SOURCE TEXT
· · ·
Great ideas often come from the intersection of two or more other lines of thought.

Back in the day, producers of 8 inch floppy disks missed the inflection point and allowed producers of 5 1/4 inch floppy disks to flourish while they essentially perished. Creative destruction if you will. Numerous examples exist, perhaps GM is one. The thing about 5 1/4 inch floppies was that at first, they were more expensive for the same capacity of storage and required new hardware so there was quite a bit of risk associated with making the jump to the new "S curve" on the part of the producers of 5 1/4" disks. There was not a consumer demand for the new product because it did not exist. Again, the producers of 8 inchers who held on to their business model went away. The destruction of one firm often comes at the hands of another firm since it is very hard for managers with a profitable product to scrap it at the point of inflection and commit resources to a new product which may not (at first) result in the same profits.

On another axis, we have a potential threat with global climate change. We have preemptively acted on lesser threats, the threat of WMD's in Iraq for one. By lesser I mean that a) less people were potentially threatened and b) there was, arguably, less intelligence on the subject. Could there be a lesson somewhere at the intersection of these two points? Is it possible that we could miss the inflection point because of our fear of the chaos that comes along with creative destruction of our current energy reliance, the same creative destruction that we proponents of capitalism espouse or worse yet, individual greed set on wringing the last bit of profits from an old business model?

Mudge said...

bbauer - that is one of the better presentations of the case for acting now that i've seen. i really liked it. there are some assumptions, I believe, in your argument that bear discussion: (1) changing our reliance on carbon based energy will in fact turn the global climate change around (2) that doing so now will have soon-enough realizable return on investment such that the ends actually justify the means (5 1/4" floppy producers would have gone out of business, or at least dropped the line, had the ROI not been realized within a couple years of introduction) and (3)that the danger imposed by WMD in the hands of a despot was in fact a lesser threat than the global climate change you cite. You may be thinking that there is overwhelming evidence that manmade climate change is a real threat. But then there was similar overwhelming evidence that WMD existed in Iraq. Again, not trying to diminish a really fine argument, just want to examine the assumptions which is where I believe the most controversy is bound to exist.

A Moderate said...

Isn't there a secondary benefit from investing in climate change friendly technologies? It seems to me that there is a great deal of overlap between the technologies & policies one would pursue to achieve a greater deal of energy independence/security. Increased competition for scarce resources is a much more tangible threat than catastrophic climate change.

Furthermore, are we not acting because it easy to wrap our minds around the risk to the bottom line in the short term of increased regulation (cap & trade) and investment in new technologies, but more difficult to comprehend the risk of some disaster (climate change beyond some threshold) in the future?
How much overlap is there between actions to mitigate against climate change and making us less reliant on foreign sources of energy? If there is a great deal of overlap, isn't that a compelling enough argument to act?

Even if CC could be measured to be a low probability event. When factoring in the catastrophic impact of this event, shouldn't we be more compelled to act now? Even if we couldn't change the ultimate fate (CC is irreversible given current and near-future technology), shouldn't we take actions to lessen the hardship.

Finally (and more controversially), how many people on the conservative side of the climate change argument belief in the "End Times"? Given that answer, is it conceivable that some policy foot dragging or obstructionism in preparing or future hardships is supported by the notion that it won't matter anyway?
· · ·
EXERCISE DATA
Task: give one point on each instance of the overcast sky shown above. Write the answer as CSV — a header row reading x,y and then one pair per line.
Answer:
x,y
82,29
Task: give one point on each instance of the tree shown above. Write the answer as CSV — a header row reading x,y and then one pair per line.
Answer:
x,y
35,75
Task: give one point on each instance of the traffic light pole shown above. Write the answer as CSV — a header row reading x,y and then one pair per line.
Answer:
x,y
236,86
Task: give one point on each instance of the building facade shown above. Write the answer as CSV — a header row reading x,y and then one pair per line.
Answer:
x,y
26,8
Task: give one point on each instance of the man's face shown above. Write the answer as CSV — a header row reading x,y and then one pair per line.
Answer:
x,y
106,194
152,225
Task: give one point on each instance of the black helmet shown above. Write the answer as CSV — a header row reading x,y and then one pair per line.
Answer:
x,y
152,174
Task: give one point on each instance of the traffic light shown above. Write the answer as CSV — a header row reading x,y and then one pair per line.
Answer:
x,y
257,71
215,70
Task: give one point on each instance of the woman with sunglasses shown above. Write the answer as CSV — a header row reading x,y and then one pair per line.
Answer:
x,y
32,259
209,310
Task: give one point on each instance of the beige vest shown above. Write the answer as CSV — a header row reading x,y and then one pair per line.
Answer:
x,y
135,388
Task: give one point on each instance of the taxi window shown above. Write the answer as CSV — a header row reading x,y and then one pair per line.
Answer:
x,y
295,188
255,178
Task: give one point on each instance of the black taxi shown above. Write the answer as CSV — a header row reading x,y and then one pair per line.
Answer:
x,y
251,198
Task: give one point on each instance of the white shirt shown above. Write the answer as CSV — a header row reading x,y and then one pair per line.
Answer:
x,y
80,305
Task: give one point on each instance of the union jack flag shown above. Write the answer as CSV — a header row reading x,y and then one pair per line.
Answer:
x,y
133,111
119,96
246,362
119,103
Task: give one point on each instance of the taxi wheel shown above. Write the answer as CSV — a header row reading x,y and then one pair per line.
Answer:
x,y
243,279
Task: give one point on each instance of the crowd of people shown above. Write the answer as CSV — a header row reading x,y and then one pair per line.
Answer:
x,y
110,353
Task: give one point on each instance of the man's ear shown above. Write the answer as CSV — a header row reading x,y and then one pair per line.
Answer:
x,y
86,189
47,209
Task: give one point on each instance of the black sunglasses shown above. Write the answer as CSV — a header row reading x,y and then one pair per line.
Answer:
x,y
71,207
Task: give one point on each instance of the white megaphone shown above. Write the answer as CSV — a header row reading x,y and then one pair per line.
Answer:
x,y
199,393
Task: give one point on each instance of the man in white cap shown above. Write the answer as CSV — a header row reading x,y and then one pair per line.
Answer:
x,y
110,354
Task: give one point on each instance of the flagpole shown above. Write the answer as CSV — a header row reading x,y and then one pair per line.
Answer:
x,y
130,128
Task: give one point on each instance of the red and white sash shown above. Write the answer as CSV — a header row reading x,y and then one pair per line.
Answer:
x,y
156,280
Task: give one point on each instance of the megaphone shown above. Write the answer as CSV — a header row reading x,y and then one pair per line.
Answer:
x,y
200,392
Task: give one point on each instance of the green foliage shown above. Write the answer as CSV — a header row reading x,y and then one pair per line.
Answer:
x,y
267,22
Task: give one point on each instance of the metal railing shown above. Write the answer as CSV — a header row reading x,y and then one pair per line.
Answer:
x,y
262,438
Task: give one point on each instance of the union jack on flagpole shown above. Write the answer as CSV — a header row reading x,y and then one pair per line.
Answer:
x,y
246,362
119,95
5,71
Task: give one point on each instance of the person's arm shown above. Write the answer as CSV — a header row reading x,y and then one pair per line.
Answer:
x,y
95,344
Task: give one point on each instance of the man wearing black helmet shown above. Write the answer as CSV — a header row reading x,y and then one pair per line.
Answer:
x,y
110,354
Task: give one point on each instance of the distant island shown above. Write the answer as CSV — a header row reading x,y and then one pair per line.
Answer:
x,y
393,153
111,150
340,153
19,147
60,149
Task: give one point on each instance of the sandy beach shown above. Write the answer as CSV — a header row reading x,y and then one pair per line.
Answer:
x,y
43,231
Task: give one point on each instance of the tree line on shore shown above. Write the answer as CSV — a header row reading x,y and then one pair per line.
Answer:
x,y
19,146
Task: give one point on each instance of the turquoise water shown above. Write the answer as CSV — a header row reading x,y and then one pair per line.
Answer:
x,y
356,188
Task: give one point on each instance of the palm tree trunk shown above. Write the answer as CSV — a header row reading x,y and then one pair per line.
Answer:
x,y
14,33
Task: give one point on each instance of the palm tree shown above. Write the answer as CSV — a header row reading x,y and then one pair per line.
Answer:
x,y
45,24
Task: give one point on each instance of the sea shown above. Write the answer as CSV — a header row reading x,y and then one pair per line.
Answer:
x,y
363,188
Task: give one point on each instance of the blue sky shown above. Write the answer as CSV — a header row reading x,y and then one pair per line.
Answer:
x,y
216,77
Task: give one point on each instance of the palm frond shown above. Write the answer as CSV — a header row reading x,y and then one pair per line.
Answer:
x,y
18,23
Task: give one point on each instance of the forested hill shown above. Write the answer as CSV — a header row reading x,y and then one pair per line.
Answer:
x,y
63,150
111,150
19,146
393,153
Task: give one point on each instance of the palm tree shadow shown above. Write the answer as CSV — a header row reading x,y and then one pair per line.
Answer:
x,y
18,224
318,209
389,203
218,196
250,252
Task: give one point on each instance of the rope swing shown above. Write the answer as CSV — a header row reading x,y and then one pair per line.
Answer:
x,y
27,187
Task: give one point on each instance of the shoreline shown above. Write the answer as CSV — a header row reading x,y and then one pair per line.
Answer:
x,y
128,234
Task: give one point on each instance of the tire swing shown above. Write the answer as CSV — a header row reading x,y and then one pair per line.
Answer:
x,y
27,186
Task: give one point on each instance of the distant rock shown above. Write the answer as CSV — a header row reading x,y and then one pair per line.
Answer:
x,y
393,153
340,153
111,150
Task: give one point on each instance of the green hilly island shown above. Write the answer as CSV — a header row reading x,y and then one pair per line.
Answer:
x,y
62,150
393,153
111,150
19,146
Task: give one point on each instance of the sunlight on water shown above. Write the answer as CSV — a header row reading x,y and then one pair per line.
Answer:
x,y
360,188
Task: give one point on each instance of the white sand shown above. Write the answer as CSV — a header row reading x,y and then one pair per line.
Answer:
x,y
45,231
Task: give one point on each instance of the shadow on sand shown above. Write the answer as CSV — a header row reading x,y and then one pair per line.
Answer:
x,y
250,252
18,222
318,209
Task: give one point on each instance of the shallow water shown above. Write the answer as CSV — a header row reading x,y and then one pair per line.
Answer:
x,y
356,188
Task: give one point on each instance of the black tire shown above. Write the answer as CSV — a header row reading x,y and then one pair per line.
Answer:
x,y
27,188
· · ·
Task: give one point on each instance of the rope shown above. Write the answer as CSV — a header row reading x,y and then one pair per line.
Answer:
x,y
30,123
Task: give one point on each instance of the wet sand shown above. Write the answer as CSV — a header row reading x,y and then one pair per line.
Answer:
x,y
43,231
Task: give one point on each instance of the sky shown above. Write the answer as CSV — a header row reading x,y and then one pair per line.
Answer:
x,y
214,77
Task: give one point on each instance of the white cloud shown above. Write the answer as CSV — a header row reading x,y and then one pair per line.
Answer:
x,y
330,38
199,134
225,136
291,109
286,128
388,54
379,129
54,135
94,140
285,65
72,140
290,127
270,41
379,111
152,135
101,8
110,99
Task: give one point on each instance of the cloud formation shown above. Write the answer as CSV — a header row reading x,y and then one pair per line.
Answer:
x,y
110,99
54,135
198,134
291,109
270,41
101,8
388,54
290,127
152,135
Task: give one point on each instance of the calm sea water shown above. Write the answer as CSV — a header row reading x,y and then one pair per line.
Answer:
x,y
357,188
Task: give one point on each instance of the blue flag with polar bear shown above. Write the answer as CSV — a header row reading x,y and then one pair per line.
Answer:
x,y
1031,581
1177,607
· · ·
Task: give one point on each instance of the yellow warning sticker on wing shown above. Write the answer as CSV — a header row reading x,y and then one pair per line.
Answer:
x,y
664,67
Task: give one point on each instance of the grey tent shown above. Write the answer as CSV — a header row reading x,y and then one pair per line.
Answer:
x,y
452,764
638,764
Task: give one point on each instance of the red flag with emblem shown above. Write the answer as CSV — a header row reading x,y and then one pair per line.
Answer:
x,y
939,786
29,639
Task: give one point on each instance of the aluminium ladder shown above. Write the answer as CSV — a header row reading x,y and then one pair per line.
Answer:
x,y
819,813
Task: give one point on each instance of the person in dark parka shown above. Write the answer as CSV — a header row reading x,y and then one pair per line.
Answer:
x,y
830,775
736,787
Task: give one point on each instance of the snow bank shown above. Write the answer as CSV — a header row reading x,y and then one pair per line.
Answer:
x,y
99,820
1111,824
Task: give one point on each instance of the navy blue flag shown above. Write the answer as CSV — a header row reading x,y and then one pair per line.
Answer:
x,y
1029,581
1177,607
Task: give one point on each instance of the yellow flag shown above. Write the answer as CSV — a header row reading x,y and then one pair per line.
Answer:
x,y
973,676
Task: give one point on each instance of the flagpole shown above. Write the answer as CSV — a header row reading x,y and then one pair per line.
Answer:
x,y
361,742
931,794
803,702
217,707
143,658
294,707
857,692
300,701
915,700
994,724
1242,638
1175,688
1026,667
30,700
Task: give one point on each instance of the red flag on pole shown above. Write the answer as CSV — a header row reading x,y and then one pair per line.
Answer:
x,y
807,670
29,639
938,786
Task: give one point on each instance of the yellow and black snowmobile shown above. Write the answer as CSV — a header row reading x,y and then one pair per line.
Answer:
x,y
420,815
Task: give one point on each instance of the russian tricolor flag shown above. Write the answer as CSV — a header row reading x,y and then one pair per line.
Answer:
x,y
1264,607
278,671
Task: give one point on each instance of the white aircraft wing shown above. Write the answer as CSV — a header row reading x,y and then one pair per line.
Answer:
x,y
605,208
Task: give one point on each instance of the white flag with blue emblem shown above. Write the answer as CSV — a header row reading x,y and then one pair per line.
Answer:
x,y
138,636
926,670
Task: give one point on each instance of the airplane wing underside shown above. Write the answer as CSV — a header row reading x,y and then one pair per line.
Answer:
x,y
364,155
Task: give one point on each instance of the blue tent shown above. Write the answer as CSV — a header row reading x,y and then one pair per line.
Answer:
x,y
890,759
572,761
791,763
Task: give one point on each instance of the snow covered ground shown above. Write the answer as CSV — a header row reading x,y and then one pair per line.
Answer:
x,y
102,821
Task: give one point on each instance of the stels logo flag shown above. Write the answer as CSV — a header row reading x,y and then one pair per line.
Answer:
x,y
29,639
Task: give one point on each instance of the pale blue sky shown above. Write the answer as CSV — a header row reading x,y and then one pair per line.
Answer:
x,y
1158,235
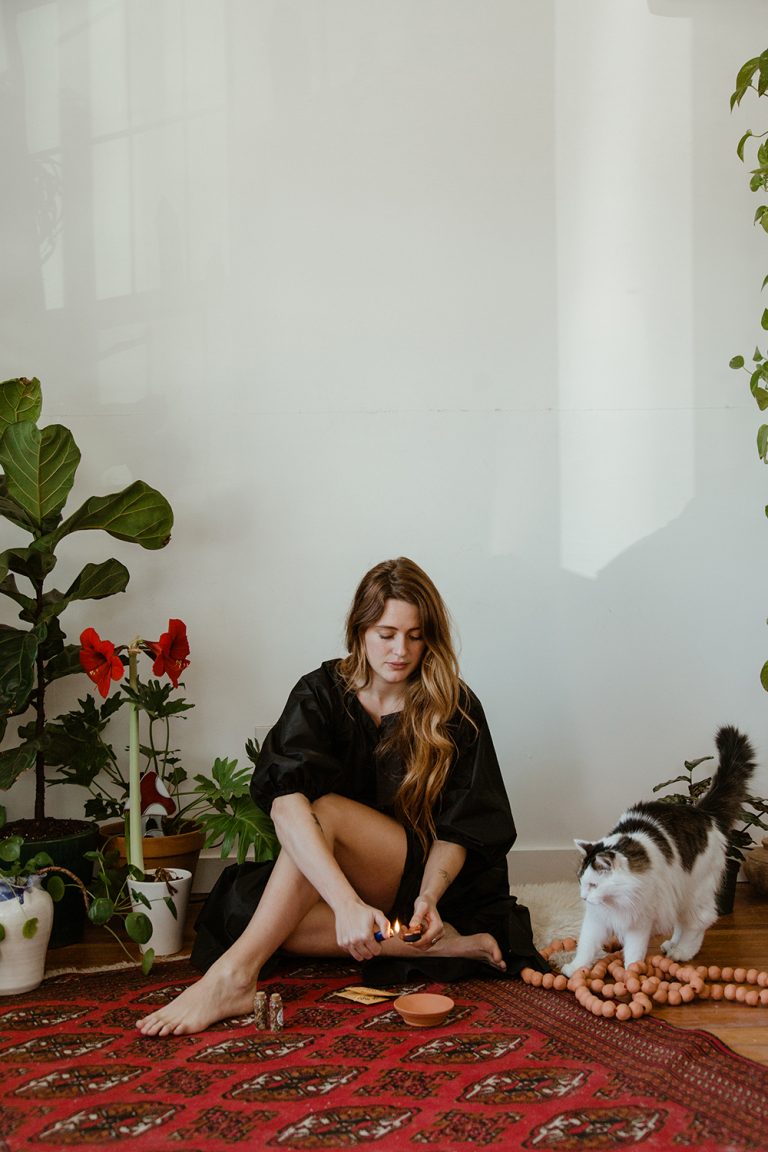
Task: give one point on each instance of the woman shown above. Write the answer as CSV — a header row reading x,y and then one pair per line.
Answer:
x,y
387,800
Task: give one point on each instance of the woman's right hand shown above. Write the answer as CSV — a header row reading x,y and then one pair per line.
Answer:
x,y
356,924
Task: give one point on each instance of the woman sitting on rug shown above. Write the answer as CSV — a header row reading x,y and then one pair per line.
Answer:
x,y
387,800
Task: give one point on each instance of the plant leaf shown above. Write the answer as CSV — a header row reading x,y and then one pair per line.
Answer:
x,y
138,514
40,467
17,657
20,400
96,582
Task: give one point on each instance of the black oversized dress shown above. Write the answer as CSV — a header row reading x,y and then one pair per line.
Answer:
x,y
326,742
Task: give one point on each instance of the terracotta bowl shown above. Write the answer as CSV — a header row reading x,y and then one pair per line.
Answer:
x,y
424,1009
· · ·
Rewrite the paragraph of the source text that begins "Back in the day, producers of 8 inch floppy disks" as a short bulleted list that keeps its main facts.

- Producers of 8-inch floppy disks missed the inflection point, letting producers of 5 1/4-inch disks flourish while they essentially perished: creative destruction. GM is perhaps another example.
- At first, 5 1/4-inch floppies cost more for the same storage capacity and required new hardware, so jumping to the new "S curve" carried real risk for their producers.
- There was no consumer demand for the new product because it did not yet exist.
- The 8-inch producers who held on to their business model went away.
- One firm is often destroyed by another because managers with a profitable product find it very hard to scrap it at the inflection point and commit resources to a new product that may not at first bring the same profits.